## Passage extrait
★ ★ ★ ★ ★ ★ ★

L’une des particularités de cette Lucia di Lammermoor, créée, non sans une certaine hostilité en 1995, est qu’elle proposait enfin la quasi-intégralité de l’opéra de Donizetti. Confiée à la soprano June Anderson comme un cadeau de rupture empoisonné, cette production controversée allait malgré tout s’imposer et devenir l’un des piliers du répertoire, souvent remontée. On s’interrogera tout d’abord sur les raisons qui ont poussé à priver le public du grand duo « Orrenda è questa notte », entre Edgardo et Enrico au second acte, scène essentielle qui précède la folie de Lucia, comme un retour à une « mauvaise » tradition ? Et l’on ne manquera pas de noter ici et là les libertés prises par rapport à la mise en scène originale, que seuls les spectateurs de la première heure auront relevées.

★ ★ ★ ★ ★ ★ ★

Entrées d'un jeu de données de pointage
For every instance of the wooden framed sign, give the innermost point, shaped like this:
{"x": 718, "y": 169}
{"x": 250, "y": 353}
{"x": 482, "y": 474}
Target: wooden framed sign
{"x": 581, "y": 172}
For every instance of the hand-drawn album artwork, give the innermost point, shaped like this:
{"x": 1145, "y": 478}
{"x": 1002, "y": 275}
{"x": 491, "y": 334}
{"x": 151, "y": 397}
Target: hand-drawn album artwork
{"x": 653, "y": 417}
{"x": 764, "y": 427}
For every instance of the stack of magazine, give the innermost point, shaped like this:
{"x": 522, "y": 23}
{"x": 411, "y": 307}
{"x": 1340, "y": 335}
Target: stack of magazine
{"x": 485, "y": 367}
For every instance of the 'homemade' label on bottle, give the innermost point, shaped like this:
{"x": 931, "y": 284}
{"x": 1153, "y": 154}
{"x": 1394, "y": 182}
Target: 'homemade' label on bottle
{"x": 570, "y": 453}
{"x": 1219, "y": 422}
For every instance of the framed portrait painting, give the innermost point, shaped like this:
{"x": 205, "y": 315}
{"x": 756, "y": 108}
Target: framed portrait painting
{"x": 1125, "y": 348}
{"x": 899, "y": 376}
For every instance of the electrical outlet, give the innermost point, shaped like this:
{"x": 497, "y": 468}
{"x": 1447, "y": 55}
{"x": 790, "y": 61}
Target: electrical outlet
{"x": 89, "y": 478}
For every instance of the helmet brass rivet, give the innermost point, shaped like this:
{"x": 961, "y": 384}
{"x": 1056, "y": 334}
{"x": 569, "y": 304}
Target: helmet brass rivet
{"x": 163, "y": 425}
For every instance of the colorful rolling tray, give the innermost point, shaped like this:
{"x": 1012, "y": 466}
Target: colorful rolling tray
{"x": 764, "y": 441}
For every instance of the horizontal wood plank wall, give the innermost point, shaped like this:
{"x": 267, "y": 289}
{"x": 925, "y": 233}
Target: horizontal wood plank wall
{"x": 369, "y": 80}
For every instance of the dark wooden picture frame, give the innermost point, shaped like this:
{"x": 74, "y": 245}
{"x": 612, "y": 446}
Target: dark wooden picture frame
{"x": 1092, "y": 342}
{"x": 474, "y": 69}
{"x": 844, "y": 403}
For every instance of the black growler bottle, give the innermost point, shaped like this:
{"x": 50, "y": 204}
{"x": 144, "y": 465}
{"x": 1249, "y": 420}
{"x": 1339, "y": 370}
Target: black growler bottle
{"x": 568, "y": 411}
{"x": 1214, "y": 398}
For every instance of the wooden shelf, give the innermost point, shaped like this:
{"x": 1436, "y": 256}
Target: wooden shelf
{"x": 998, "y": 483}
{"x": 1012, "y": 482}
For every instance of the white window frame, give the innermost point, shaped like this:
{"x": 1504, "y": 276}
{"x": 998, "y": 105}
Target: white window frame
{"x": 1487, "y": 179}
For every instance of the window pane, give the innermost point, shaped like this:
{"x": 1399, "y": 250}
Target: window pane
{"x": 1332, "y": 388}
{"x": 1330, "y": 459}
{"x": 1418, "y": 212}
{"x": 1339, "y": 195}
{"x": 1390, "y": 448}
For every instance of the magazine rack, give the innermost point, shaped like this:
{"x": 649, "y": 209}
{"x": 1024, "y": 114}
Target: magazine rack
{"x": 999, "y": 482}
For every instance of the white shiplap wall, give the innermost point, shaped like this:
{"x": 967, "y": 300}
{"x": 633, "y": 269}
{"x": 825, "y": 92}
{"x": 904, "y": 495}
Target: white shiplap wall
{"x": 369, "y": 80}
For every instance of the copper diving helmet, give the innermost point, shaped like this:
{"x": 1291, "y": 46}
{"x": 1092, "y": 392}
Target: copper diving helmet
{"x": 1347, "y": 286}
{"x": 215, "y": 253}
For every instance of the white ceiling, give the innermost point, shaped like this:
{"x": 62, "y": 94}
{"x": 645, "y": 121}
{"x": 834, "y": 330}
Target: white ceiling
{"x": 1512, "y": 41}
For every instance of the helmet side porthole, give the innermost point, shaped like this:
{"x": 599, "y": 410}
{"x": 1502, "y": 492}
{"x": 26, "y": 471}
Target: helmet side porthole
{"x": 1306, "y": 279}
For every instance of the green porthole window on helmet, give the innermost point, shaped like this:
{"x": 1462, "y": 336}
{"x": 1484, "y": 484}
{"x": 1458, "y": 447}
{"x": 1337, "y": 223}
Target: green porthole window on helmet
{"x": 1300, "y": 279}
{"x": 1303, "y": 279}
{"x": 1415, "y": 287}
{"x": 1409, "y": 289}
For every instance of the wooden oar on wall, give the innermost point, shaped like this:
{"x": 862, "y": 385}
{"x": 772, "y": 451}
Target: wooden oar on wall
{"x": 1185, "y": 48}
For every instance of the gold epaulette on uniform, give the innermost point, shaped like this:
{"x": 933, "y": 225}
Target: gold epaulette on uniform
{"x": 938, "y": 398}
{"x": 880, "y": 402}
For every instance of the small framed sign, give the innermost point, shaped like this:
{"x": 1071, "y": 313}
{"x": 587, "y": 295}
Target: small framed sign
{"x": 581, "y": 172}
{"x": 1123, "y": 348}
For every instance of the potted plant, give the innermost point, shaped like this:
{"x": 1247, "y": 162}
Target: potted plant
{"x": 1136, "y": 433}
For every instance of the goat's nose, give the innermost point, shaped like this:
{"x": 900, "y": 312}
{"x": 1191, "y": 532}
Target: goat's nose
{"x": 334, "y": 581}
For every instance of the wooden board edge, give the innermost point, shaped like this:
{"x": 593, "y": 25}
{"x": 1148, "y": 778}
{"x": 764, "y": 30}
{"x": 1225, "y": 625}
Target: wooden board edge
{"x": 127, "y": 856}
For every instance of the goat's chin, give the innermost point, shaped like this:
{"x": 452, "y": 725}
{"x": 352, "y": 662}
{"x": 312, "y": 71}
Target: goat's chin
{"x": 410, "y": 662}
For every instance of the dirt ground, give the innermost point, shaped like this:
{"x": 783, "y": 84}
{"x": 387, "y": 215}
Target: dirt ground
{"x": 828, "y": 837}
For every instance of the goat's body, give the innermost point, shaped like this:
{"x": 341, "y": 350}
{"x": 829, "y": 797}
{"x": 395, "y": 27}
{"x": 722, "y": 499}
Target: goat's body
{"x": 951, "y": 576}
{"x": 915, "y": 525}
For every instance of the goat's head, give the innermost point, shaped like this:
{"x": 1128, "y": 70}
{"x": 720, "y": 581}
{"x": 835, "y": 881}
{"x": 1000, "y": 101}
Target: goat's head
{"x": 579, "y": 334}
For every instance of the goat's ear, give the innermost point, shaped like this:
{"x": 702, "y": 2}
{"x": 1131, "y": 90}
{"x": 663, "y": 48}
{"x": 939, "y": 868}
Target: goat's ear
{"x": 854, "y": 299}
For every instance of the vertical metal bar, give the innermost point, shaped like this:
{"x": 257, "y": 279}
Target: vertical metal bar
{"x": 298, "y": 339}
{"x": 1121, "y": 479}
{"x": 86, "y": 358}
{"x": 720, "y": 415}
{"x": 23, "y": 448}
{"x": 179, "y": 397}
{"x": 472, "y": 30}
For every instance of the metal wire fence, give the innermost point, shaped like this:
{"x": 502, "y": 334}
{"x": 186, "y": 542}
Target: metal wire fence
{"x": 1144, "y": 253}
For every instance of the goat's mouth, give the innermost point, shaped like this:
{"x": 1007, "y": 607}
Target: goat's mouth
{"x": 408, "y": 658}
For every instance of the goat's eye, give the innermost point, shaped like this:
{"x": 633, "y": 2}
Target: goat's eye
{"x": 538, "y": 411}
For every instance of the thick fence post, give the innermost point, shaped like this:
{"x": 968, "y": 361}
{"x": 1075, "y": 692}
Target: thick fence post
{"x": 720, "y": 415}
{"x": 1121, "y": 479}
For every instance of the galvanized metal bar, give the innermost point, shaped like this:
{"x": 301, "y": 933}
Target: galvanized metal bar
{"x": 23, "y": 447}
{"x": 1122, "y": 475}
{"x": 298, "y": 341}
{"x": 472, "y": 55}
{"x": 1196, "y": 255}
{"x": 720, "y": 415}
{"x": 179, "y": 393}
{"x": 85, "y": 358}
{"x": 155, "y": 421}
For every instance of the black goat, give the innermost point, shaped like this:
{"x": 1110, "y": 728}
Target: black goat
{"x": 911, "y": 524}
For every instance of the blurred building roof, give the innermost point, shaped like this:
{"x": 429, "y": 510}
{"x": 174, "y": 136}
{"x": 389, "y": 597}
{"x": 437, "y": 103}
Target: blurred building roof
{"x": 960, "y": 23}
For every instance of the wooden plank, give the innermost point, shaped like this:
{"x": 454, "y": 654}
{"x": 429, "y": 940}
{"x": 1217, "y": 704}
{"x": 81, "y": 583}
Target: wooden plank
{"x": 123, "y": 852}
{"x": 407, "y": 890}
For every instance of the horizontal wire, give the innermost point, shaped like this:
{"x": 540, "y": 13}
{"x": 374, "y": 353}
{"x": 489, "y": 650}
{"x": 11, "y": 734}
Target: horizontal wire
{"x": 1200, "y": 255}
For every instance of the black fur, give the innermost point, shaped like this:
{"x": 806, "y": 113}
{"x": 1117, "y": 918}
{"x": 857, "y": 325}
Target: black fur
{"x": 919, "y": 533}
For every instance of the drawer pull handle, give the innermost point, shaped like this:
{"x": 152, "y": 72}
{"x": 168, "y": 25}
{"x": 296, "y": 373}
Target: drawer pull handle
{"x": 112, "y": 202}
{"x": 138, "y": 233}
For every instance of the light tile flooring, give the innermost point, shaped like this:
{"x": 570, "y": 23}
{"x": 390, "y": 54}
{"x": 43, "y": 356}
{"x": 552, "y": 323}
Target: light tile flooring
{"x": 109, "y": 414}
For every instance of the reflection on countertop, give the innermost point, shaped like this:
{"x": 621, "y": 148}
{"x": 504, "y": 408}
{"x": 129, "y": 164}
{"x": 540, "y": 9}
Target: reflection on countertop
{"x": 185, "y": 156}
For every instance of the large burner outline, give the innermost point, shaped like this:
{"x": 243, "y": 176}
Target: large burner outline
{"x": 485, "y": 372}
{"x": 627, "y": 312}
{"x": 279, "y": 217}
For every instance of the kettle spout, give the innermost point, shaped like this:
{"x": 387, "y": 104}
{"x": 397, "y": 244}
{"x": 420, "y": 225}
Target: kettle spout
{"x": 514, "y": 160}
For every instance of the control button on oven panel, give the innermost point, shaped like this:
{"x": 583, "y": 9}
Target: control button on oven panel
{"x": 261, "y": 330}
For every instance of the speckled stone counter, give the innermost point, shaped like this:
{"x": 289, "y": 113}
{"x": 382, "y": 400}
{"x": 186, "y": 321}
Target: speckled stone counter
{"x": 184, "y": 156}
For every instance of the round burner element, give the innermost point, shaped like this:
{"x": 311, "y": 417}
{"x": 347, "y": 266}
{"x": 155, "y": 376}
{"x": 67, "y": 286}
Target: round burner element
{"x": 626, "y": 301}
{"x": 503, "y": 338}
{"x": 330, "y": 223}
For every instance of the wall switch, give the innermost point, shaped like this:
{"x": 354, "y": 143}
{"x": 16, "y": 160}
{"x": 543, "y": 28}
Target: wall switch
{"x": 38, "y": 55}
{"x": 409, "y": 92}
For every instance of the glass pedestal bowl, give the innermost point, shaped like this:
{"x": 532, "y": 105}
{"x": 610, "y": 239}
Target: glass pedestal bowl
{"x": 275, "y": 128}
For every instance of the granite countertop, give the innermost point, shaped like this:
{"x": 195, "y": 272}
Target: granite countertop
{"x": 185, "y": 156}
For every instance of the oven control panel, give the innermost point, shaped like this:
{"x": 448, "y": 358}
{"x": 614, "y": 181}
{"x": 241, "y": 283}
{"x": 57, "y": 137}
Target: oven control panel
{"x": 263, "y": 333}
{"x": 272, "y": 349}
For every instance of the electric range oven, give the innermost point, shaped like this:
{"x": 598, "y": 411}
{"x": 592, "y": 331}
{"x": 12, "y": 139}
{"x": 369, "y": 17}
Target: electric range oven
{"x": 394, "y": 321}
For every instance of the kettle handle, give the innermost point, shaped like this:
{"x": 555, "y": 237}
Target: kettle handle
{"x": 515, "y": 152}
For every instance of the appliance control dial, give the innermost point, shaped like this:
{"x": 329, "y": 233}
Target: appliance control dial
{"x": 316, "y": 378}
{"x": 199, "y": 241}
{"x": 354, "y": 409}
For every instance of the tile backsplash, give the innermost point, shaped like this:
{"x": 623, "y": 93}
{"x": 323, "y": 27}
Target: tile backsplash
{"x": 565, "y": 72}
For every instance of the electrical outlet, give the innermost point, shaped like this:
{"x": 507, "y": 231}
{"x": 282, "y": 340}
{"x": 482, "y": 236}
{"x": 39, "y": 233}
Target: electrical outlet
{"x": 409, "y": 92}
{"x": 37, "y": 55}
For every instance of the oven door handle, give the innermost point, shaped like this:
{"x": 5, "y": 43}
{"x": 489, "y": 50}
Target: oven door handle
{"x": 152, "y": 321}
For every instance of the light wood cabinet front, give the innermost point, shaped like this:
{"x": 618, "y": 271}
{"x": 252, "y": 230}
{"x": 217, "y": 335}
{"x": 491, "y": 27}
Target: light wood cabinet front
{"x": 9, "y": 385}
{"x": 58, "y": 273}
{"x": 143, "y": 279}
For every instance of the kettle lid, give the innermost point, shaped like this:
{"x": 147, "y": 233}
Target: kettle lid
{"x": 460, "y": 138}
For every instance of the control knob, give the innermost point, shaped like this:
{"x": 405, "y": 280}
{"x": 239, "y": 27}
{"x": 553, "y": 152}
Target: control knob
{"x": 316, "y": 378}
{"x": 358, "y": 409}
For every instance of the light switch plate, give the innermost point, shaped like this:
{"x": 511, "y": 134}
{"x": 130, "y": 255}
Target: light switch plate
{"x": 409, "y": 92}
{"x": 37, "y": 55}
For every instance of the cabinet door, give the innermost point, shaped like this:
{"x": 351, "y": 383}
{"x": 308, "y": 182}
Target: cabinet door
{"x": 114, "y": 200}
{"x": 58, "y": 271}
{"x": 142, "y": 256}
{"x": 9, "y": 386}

★ ★ ★ ★ ★ ★ ★

## Travail demandé
1. Extrayez du texte sur Lucia di Lammermoor tout ce qui va de « L’une des particularités » jusqu'à « heure auront relevées. ».
2. Comptez les lignes des enregistrements qui contiennent le mot « sign » et donnez uniquement ce nombre.
Le texte sur Lucia di Lammermoor n'a aucun lien avec les enregistrements.

## Réponses attendues
1.
L’une des particularités de cette Lucia di Lammermoor, créée, non sans une certaine hostilité en 1995, est qu’elle proposait enfin la quasi-intégralité de l’opéra de Donizetti. Confiée à la soprano June Anderson comme un cadeau de rupture empoisonné, cette production controversée allait malgré tout s’imposer et devenir l’un des piliers du répertoire, souvent remontée. On s’interrogera tout d’abord sur les raisons qui ont poussé à priver le public du grand duo « Orrenda è questa notte », entre Edgardo et Enrico au second acte, scène essentielle qui précède la folie de Lucia, comme un retour à une « mauvaise » tradition ? Et l’on ne manquera pas de noter ici et là les libertés prises par rapport à la mise en scène originale, que seuls les spectateurs de la première heure auront relevées.

2. 4